## TASK TO COMPLETE
Pictures in the listing do not belong in the copy, which should repeat exactly the lines from the one holding "Find the mushroom stem" through the last line.

## PROVIDED DATA
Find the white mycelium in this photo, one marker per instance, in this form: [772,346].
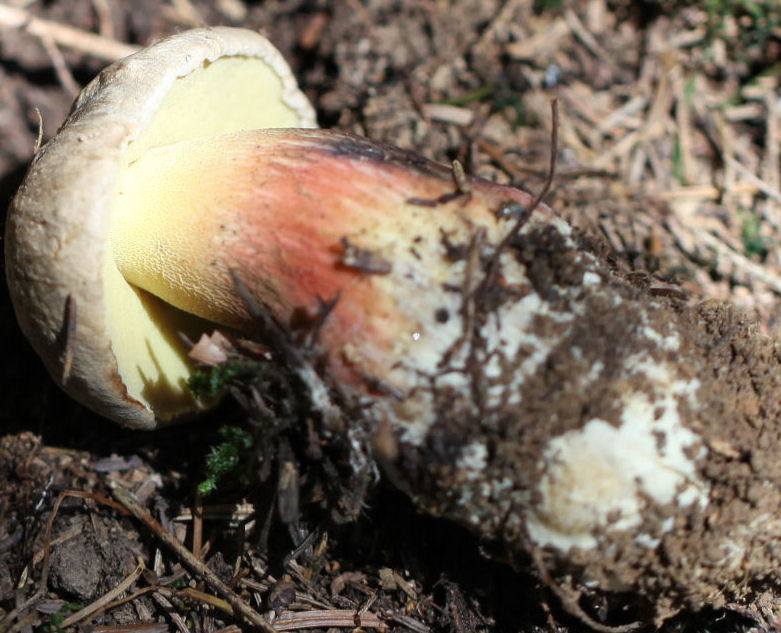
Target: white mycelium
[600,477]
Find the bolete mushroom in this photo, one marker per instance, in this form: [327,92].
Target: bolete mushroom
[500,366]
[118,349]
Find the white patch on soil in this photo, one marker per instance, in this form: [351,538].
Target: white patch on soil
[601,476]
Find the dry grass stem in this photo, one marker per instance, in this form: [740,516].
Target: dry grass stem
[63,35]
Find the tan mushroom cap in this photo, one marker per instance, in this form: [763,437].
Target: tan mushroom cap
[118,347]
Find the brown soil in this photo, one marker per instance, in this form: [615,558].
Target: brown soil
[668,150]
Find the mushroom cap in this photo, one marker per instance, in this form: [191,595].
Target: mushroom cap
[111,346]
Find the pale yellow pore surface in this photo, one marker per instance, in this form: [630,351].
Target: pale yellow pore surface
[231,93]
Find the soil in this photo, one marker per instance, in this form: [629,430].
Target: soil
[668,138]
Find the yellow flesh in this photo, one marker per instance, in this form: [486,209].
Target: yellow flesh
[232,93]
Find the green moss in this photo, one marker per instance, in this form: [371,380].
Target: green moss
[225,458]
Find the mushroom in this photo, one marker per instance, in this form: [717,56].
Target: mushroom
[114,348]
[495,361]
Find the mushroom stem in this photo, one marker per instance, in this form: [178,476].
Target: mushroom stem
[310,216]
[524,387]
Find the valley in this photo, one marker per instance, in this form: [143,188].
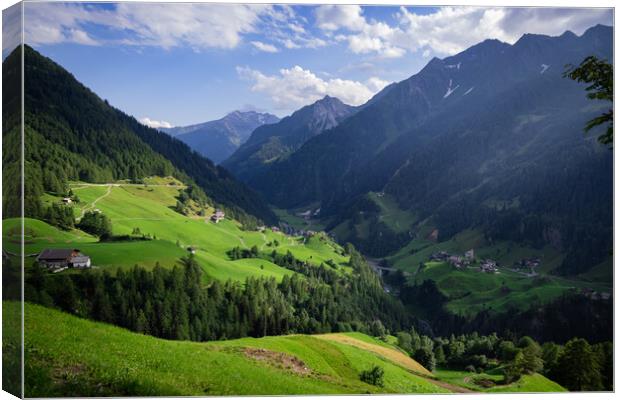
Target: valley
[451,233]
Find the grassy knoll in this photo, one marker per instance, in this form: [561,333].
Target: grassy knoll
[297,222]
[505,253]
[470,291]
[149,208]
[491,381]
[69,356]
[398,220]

## RESPONSE AREA
Find the mushroom stem in this photo, one marker per instance, in this form: [178,476].
Target: mushroom stem
[310,216]
[524,387]
Find the valley in this photo, one marker per instance, in this form: [143,188].
Target: valley
[451,233]
Find the grassy knoll in this photo, one marker per instance, in this form: [561,333].
Target: grassy knoll
[297,222]
[505,253]
[470,291]
[149,208]
[491,381]
[69,356]
[398,220]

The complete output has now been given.